■ **WORK ORDER**
All lines from the one containing "Task: annotate each instance of the race number 37" through the last line below must be duplicated exactly, with nothing outside that span.

■ **SOURCE INFORMATION**
╭──
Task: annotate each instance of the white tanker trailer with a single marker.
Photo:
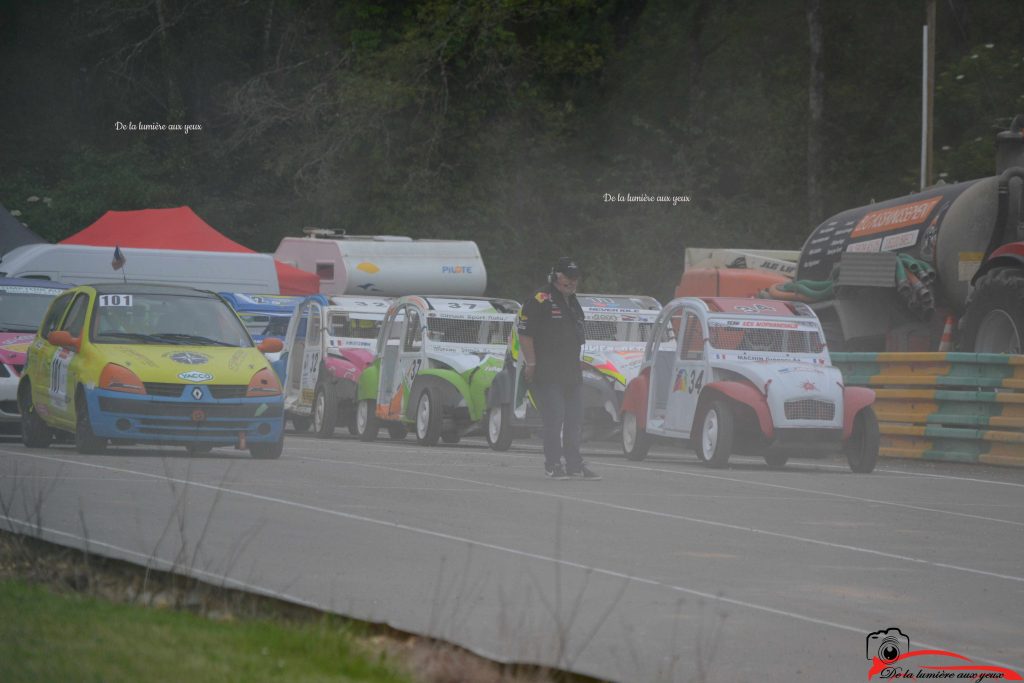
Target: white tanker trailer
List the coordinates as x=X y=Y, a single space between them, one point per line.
x=386 y=265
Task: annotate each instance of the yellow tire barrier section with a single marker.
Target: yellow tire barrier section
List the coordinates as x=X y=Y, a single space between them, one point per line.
x=966 y=408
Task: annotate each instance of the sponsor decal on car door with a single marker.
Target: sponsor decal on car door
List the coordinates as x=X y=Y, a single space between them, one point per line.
x=688 y=377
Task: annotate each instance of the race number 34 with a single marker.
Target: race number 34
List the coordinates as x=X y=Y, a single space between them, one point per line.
x=115 y=300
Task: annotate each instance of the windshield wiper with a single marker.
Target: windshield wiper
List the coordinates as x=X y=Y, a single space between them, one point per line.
x=182 y=338
x=137 y=336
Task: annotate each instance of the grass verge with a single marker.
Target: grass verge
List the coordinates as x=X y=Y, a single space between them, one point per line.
x=46 y=636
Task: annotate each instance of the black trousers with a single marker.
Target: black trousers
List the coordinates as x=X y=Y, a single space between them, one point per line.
x=561 y=412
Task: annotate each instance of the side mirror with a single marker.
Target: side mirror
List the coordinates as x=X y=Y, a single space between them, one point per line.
x=64 y=338
x=270 y=345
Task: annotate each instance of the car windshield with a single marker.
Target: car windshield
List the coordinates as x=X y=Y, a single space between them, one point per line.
x=765 y=336
x=459 y=331
x=166 y=318
x=352 y=326
x=22 y=308
x=617 y=331
x=264 y=325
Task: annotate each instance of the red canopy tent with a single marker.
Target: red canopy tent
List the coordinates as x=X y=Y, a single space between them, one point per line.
x=178 y=228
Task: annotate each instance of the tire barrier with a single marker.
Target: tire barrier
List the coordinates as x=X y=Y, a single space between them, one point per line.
x=966 y=408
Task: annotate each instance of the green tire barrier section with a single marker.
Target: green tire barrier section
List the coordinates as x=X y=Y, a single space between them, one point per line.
x=965 y=408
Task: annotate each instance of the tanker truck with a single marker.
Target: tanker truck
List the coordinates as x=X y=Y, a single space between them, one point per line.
x=896 y=270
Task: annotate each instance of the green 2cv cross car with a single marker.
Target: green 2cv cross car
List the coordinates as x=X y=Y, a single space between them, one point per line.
x=436 y=357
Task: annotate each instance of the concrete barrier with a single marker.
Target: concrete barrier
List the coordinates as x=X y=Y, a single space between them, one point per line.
x=966 y=408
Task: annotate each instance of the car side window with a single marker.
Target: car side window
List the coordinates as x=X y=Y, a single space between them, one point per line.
x=413 y=332
x=54 y=314
x=692 y=346
x=75 y=322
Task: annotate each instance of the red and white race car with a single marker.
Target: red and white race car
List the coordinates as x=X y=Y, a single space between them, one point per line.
x=739 y=375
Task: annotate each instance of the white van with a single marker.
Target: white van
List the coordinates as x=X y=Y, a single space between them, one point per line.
x=77 y=264
x=386 y=265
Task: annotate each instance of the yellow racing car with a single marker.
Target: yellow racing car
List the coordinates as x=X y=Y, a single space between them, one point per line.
x=118 y=364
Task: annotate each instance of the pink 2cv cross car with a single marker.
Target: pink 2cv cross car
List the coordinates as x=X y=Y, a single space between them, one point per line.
x=739 y=375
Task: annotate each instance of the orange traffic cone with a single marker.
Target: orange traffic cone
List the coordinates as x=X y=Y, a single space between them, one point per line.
x=946 y=343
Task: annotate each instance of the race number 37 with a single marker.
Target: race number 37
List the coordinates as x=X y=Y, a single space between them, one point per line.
x=115 y=300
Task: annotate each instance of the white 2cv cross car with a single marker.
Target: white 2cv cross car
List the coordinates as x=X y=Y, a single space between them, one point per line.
x=739 y=374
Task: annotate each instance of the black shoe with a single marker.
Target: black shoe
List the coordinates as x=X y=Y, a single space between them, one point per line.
x=585 y=473
x=555 y=472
╰──
■ **OUTPUT FOR THIS TASK**
Task: annotate each instance of the race number 37 with a single marker.
Target: race number 37
List the coordinates as x=X y=Y, a single space between them, one point per line.
x=115 y=300
Task: annotate each instance of the white 2cv cross car with a single marker.
Target: white 2cv cross car
List the coordinates as x=X y=Y, a single space between them, one point per line.
x=739 y=374
Task: annotate each instance of the black shoe with a single marker.
Target: black shoe
List the coordinates as x=X y=Y, a single space between them, one point per line.
x=585 y=473
x=555 y=472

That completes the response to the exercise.